→ **Exercise tasks**
1/ In the forum thread about blues jam songs for bass, what reason does the reply give for advising against worrying about specific tunes?
2/ Reproduce the portion of the blues jam thread that opens with the words "Discussion in 'General" and closes with "singing, just bass).".

→ **Text shown**
Discussion in 'General Instruction [BG]' started by Tombolino, Dec 28, 2012.

  1. Tombolino


    Dec 28, 2012
    Hi there

    'Im a guitarist learning bass. There is a weekly open blue jam not far from where I live, full band. Wondering what blues songs suggestions you may have? I know the list can be huge....Im looking to learn a few songs that may be well known to start with that people would know (note: I wont be singing, just bass).

    Thank you.
  2. 1. Please fill out your profile a little more so that people can give you answers tailored to your experience/location/equipment/etc...

    2. Specific tunes called at blues jams can vary by region, but they can also vary by the type of players at the jam. Here in the Dallas-Fort Worth area, for example, Stevie Ray Vaughn tunes are usually a safe bet in any jam session. The types of tunes called can also vary by jam - I've been to some jams where the house band and most of the participants are older guys who call very traditional blues tunes, and only traditional blues tunes. Other jams I've seen tend to be looser, with more modern tunes called, along with some standard rock and R&B tunes.

    My advice would be to not worry about specific tunes per se; rather, start throwing on random blues albums and try to play along by ear. While there's plenty of harmonic/formal variation within the blues idiom, the basic structure of the 12-bar/I IV V blues is standard enough that most of the classic tunes (i.e. - those most likely to be called at sessions) are harmonically very similar - it's the feel that's different. I've played many jams where I've never heard the tunes being called, but the leader will simply call out "Shuffle in A with a quick IV chord," and we're off. There are a few standard basslines that, once learned, can be applied to most of the tunes called at sessions. With a little at-home practice and some time spent listening at the jam session, you'll begin to recognize many of the standard basslines.

    Another piece of advice regarding jam sessions in general - if you're just starting out and trying to get comfortable with a scene, you can always go hang out at the jam a few times before sitting in. Introduce yourself to the house band on breaks, ask questions...make yourself known. You can usually get a feel for how welcoming the players are to someone new to the music.

    That being said - make sure you can play "Mustang Sally"...

→ **Items**
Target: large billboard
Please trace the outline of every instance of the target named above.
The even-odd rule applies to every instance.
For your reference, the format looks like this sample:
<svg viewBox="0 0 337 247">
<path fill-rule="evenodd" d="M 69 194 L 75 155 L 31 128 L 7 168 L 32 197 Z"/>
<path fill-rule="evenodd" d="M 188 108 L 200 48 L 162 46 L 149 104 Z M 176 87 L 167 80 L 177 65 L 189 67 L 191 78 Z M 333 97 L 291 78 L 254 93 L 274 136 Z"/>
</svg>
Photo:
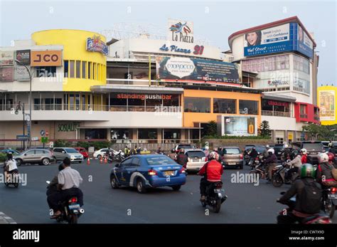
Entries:
<svg viewBox="0 0 337 247">
<path fill-rule="evenodd" d="M 312 58 L 314 43 L 297 23 L 290 23 L 245 34 L 245 56 L 297 51 Z"/>
<path fill-rule="evenodd" d="M 205 59 L 159 57 L 157 78 L 238 83 L 239 67 L 231 63 Z"/>
<path fill-rule="evenodd" d="M 321 121 L 336 120 L 336 95 L 334 90 L 320 90 L 319 93 Z"/>
</svg>

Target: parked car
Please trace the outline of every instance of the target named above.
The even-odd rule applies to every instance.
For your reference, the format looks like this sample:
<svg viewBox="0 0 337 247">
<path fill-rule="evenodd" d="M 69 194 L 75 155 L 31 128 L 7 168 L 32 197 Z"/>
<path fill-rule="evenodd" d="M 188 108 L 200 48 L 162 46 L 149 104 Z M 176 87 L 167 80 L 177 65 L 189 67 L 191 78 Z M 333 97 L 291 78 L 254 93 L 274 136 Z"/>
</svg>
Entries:
<svg viewBox="0 0 337 247">
<path fill-rule="evenodd" d="M 83 161 L 83 155 L 73 147 L 55 147 L 53 152 L 57 161 L 66 157 L 70 159 L 72 162 L 81 163 Z"/>
<path fill-rule="evenodd" d="M 243 154 L 237 147 L 223 147 L 223 165 L 225 167 L 243 168 Z"/>
<path fill-rule="evenodd" d="M 85 159 L 87 159 L 89 157 L 89 152 L 87 151 L 86 149 L 84 147 L 74 147 L 77 152 L 83 155 Z"/>
<path fill-rule="evenodd" d="M 182 148 L 184 149 L 195 149 L 196 145 L 193 144 L 178 144 L 174 149 L 178 152 L 178 150 L 181 149 Z"/>
<path fill-rule="evenodd" d="M 14 159 L 16 161 L 18 166 L 27 163 L 48 165 L 50 162 L 55 161 L 52 152 L 39 149 L 23 151 L 21 154 L 15 155 Z"/>
<path fill-rule="evenodd" d="M 170 186 L 174 191 L 186 182 L 183 167 L 161 154 L 136 154 L 116 164 L 110 172 L 113 189 L 121 186 L 137 187 L 139 193 L 147 188 Z"/>
<path fill-rule="evenodd" d="M 16 150 L 16 149 L 2 149 L 0 150 L 1 152 L 4 152 L 5 154 L 8 154 L 9 152 L 11 152 L 13 155 L 17 155 L 20 154 L 20 152 Z"/>
<path fill-rule="evenodd" d="M 186 164 L 187 171 L 198 171 L 206 163 L 206 155 L 201 149 L 185 149 L 188 161 Z"/>
</svg>

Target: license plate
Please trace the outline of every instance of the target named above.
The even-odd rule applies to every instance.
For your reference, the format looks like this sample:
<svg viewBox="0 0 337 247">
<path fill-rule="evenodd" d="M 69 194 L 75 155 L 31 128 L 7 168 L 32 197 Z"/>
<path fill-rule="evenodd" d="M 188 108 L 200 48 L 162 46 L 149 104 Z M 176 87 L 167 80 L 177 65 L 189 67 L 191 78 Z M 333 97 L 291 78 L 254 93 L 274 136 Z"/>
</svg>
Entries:
<svg viewBox="0 0 337 247">
<path fill-rule="evenodd" d="M 173 171 L 167 171 L 167 172 L 164 172 L 164 176 L 173 176 L 174 175 L 174 172 Z"/>
<path fill-rule="evenodd" d="M 69 205 L 69 209 L 80 209 L 80 204 L 70 204 Z"/>
</svg>

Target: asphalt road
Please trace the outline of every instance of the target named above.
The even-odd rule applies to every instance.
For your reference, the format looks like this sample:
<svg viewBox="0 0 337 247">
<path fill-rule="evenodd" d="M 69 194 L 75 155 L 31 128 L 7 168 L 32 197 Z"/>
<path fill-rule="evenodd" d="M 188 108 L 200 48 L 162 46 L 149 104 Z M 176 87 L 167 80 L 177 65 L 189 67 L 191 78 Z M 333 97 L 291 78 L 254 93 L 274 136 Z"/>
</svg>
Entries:
<svg viewBox="0 0 337 247">
<path fill-rule="evenodd" d="M 284 206 L 276 203 L 279 192 L 289 185 L 275 188 L 261 180 L 258 186 L 248 183 L 233 183 L 231 174 L 248 173 L 243 170 L 225 169 L 223 175 L 223 189 L 228 199 L 223 204 L 219 214 L 210 209 L 205 214 L 200 204 L 200 177 L 188 174 L 187 182 L 179 191 L 169 187 L 138 194 L 133 188 L 112 189 L 109 172 L 112 164 L 90 165 L 72 164 L 84 179 L 81 189 L 84 194 L 85 214 L 79 223 L 210 223 L 210 224 L 273 224 L 278 211 Z M 17 223 L 57 224 L 49 219 L 46 201 L 46 180 L 51 180 L 58 172 L 57 165 L 22 165 L 20 172 L 27 174 L 27 185 L 18 189 L 0 184 L 0 211 Z M 333 222 L 337 222 L 335 216 Z"/>
</svg>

→ **Answers for the exercise**
1/ The basic structure of the 12-bar/I IV V blues is standard enough that most classic tunes likely to be called at sessions are harmonically very similar. Only the feel differs. A few standard basslines, once learned, can be applied to most of those tunes.

2/
Discussion in 'General Instruction [BG]' started by Tombolino, Dec 28, 2012.

  1. Tombolino


    Dec 28, 2012
    Hi there

    'Im a guitarist learning bass. There is a weekly open blue jam not far from where I live, full band. Wondering what blues songs suggestions you may have? I know the list can be huge....Im looking to learn a few songs that may be well known to start with that people would know (note: I wont be singing, just bass).